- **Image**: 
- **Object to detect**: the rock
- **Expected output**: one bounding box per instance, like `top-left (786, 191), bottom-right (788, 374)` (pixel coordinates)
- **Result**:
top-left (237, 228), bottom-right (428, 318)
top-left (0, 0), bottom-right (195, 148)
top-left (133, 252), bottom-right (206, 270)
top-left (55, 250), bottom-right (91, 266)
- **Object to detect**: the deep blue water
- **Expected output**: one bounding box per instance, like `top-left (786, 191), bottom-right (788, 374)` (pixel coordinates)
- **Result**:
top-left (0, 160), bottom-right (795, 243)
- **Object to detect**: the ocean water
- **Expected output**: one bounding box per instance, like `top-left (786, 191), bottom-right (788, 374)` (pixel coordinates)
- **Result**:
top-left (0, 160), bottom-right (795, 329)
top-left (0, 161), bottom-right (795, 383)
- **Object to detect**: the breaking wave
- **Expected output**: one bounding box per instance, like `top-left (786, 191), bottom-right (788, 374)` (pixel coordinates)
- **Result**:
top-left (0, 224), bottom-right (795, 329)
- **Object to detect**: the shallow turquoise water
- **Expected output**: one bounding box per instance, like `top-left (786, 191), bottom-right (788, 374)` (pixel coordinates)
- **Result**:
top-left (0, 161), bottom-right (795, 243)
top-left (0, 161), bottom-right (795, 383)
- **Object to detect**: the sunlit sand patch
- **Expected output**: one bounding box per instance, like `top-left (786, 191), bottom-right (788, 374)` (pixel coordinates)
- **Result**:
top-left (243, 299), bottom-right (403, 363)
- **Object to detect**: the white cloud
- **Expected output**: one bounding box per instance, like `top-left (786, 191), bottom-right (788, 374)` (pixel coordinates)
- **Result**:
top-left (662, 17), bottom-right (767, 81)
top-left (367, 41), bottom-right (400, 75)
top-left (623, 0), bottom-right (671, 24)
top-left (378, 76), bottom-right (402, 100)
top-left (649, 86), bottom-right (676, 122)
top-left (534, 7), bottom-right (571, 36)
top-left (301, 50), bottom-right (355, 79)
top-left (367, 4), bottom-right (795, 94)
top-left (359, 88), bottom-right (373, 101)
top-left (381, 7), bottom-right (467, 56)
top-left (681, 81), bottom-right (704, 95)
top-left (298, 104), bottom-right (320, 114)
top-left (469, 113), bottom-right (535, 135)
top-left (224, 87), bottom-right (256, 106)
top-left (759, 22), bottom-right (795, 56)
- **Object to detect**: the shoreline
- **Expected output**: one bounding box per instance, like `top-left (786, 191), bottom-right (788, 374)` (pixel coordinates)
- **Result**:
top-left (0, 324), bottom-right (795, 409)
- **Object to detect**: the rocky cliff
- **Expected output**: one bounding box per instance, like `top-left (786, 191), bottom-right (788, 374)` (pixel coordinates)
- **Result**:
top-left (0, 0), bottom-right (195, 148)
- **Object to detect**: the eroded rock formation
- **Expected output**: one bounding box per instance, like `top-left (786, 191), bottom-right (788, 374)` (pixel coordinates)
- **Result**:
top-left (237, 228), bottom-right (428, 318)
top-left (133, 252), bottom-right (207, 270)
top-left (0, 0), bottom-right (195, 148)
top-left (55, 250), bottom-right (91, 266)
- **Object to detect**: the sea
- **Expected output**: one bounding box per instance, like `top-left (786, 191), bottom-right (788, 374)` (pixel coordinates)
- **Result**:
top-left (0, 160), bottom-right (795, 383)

• [Aim]: Transcribe, word for word, every line from the one containing "- **Object to detect**: the eroded" through the final line of the entries, and nothing else.

• [The response]:
- **Object to detect**: the eroded rock formation
- **Expected output**: one bounding box per instance, like `top-left (786, 191), bottom-right (788, 374)` (pixel coordinates)
- **Result**:
top-left (237, 228), bottom-right (428, 318)
top-left (133, 252), bottom-right (207, 270)
top-left (0, 0), bottom-right (195, 148)
top-left (55, 250), bottom-right (91, 266)
- **Object to detect**: the sea
- **Expected output**: one bounding box per instance, like `top-left (786, 191), bottom-right (788, 374)` (pixel coordinates)
- **Result**:
top-left (0, 160), bottom-right (795, 383)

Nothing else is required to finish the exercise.